Exercise passage.
****************************************
Laurie Anderson’s happiness

This time, it's personal

HAPPINESS

Moore Theatre, 1932 Second 292-ARTS, $26-$46 8 p.m. Fri., Feb. 15 and Sat., Feb. 16


LAURIE ANDERSON awoke to find an alien landscape outside her window. “There’s a big ice storm here. There’s no power, and iced-over trees are just collapsing,” she reports from Ann Arbor, Mich. “It’s wild.

“I’d forgotten how incredible storms can be here,” adds America’s best-known performance artist, who was born in Chicago in 1947 and grew up with Midwestern winters before moving to the Big Apple after high school. “We don’t have weather in New York anymore. It’s always 60 degrees.”

Fortunately, Anderson has learned to expect the unexpected of late. In preparation for her latest piece, Happiness, she deliberately placed herself in “weird situations” outside her usual routine. Some of them—like spending time on an Amish farm or going on a Zen canoeing retreat—presented themselves organically. “They were just opportunities where normally I would say, ‘I’m too busy to do that.’ And then I thought, ‘You know what? I’m not too busy. I’ll just give it a try.'”

Looking for an atypical adventure closer to home, she took a job at McDonald’s. “It was great fun,” she confesses, sounding dazed by this revelation. “None of the other people that worked there were really doing that as their primary job, as is typically the profile of a McDonald’s worker. A lot of our [staff] were retired people, who basically said the extra money is nice, but I’m doing this because I want to be with people.”

“It was a wonderful atmosphere,” she reiterates. Especially when contrasted with her current gig as a consultant for the upcoming Swiss Expo. “That work team is not one of those happy groups. There’s all of this pressure, and everything that comes up is a problem. When I compare that to McDonald’s, I think, ‘Boy, we actually made a lot of things and had a pretty good time.'”

The other surprise that shaped the content of Happiness was less pleasant. Although she was out of town on Sept. 11, her voice darkens audibly when she speaks of its impact; the downtown loft where she has lived and worked for years is just 10 blocks from Ground Zero. “I don’t know when I’m ever going to absorb what that meant,” she confesses. “This thing that I was working on was going one way, and when this happened, I kind of took a U-turn.”

“I know what disturbed me the most about [Sept. 11], though,” she adds. “I was on tour in Europe in October, and it was frightening. What they know about our reactions is basically through Moneyline, so we come across as people that are worried about our investments. All these old clich鳠were in play. They preferred to look at us as a bunch of salespeople who don’t know what we’re doing and have no thought except for the money we’re going to make—and it’s really insulting.”
****************************************
Record set.
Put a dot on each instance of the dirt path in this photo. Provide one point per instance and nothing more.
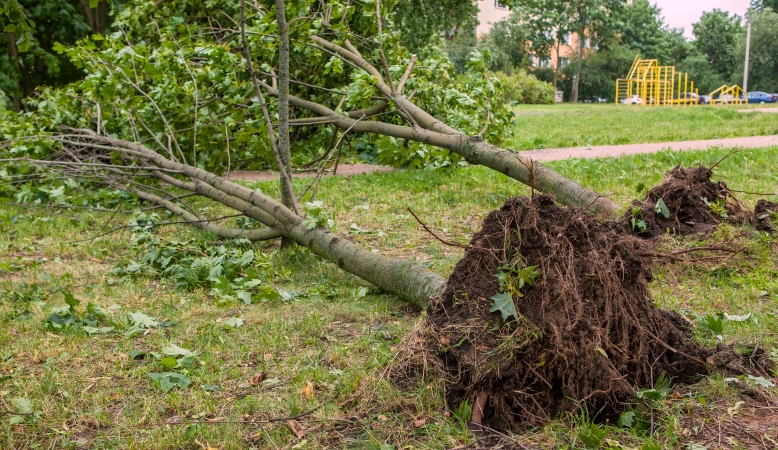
(765, 110)
(550, 154)
(555, 154)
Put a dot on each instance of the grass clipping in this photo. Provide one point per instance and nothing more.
(584, 330)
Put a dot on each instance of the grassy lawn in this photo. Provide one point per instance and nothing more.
(327, 346)
(570, 125)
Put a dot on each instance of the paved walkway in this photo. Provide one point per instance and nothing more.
(552, 154)
(765, 110)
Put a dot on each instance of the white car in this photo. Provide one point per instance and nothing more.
(634, 100)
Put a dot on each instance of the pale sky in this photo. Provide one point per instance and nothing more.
(683, 13)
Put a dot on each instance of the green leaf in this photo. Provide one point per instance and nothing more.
(169, 362)
(96, 311)
(71, 300)
(23, 405)
(176, 351)
(97, 330)
(626, 419)
(661, 208)
(234, 322)
(170, 380)
(504, 303)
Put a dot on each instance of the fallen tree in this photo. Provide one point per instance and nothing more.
(88, 156)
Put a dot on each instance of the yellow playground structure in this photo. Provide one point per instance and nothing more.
(649, 84)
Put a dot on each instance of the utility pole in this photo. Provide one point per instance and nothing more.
(748, 50)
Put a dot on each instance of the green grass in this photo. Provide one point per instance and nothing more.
(92, 394)
(582, 125)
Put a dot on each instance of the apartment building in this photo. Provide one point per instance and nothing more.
(491, 11)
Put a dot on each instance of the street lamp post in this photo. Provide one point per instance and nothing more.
(748, 51)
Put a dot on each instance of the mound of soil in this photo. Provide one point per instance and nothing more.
(587, 329)
(766, 216)
(694, 204)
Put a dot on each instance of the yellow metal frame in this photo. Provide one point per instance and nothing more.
(733, 96)
(655, 85)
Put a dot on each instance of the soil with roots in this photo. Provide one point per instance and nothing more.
(586, 330)
(692, 204)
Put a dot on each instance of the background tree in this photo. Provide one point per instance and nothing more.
(715, 36)
(420, 23)
(763, 63)
(546, 31)
(760, 5)
(21, 72)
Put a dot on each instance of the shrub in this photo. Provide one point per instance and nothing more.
(524, 88)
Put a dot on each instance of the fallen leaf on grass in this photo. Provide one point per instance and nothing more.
(296, 427)
(307, 391)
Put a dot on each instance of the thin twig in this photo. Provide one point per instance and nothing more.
(249, 422)
(449, 243)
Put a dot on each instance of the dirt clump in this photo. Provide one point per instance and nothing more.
(685, 202)
(585, 330)
(766, 216)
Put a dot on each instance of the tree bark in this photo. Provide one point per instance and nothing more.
(284, 146)
(406, 279)
(475, 151)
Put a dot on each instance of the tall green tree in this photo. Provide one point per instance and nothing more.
(591, 18)
(761, 5)
(763, 61)
(25, 67)
(420, 22)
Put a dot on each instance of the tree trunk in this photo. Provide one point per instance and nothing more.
(406, 279)
(429, 130)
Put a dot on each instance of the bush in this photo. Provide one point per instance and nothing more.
(523, 88)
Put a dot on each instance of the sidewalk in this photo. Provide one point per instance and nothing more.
(555, 154)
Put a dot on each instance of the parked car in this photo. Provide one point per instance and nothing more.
(634, 100)
(761, 97)
(692, 97)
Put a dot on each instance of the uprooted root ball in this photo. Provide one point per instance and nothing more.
(586, 329)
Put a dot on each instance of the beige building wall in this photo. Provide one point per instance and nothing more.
(491, 11)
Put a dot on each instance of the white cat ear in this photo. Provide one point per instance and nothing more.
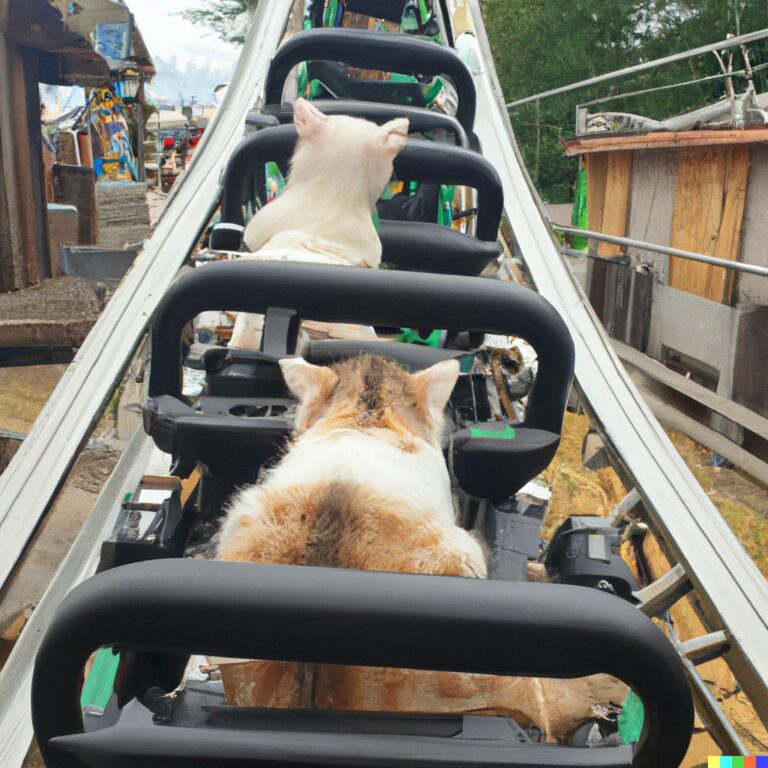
(307, 381)
(307, 118)
(435, 384)
(393, 135)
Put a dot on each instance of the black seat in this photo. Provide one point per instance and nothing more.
(326, 49)
(170, 609)
(234, 433)
(421, 120)
(405, 245)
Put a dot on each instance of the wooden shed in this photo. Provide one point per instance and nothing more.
(702, 191)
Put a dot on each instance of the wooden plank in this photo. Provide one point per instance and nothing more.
(609, 176)
(597, 179)
(709, 209)
(616, 206)
(753, 289)
(664, 140)
(18, 258)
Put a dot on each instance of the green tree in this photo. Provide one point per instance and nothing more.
(538, 46)
(229, 19)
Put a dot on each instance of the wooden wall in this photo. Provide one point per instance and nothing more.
(707, 218)
(693, 199)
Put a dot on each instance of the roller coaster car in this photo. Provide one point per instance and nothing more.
(410, 245)
(158, 613)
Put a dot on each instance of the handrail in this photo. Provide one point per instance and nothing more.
(739, 266)
(731, 42)
(731, 590)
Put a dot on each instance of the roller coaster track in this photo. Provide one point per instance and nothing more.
(729, 587)
(730, 590)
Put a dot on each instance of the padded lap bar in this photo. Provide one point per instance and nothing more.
(369, 49)
(421, 161)
(423, 247)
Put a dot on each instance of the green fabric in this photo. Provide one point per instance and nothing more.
(303, 84)
(101, 679)
(508, 433)
(331, 11)
(579, 215)
(412, 336)
(630, 720)
(445, 209)
(274, 179)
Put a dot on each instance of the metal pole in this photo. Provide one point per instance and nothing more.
(739, 266)
(682, 55)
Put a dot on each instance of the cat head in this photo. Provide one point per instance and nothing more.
(370, 392)
(357, 153)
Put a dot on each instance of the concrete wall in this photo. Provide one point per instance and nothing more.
(753, 289)
(702, 329)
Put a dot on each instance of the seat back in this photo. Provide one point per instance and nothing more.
(420, 161)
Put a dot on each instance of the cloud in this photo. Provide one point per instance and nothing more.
(178, 42)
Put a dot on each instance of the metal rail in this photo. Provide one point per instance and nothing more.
(731, 590)
(739, 266)
(732, 42)
(32, 479)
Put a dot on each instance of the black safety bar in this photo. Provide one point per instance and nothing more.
(371, 297)
(368, 49)
(421, 161)
(421, 120)
(333, 616)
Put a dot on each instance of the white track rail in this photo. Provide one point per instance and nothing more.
(728, 584)
(30, 482)
(32, 479)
****************************************
Carry on the profile of Laurie Anderson and her piece Happiness from the point where it stops. The material plays no part in what comes next.

“Then again, we have a president who goes, ‘The solution? Shopping!'” she concludes a minute later. “Maybe the Europeans are right.”

Anderson has an amazing speaking voice (and no, in conversation she doesn’t pause . . . like . . . that), cheerful yet quietly confident, like your dream mom. You can imagine her nervous, maybe, but certainly never frightened. Yet Anderson admits she felt vulnerable dealing with the self-portrait aspect of Happiness, which eschews the observational humor that fueled previous works like United States in favor of revealing anecdotes about her own life, such as when she recounts being hospitalized after breaking her back as a child.

“It’s a story I’ve told my friends once in a while, but it had a certain slant. The point was sort of the funny things, about the people who would come and read to me and these doctors who told me that I’d never walk again.” Then one day, she realized she’d been recounting it “all wrong. I’d forgotten what the story was really about, which was that I was incredibly afraid.”

Don’t show up looking forward to hearing songs from Anderson’s sublime 2001 album Life on a String (on Nonesuch), either. “The music—if you can even call it that—is very, very played down,” she says; she uses just a bare minimum of keyboards, violin, and digital processing so as not to distract from the stories.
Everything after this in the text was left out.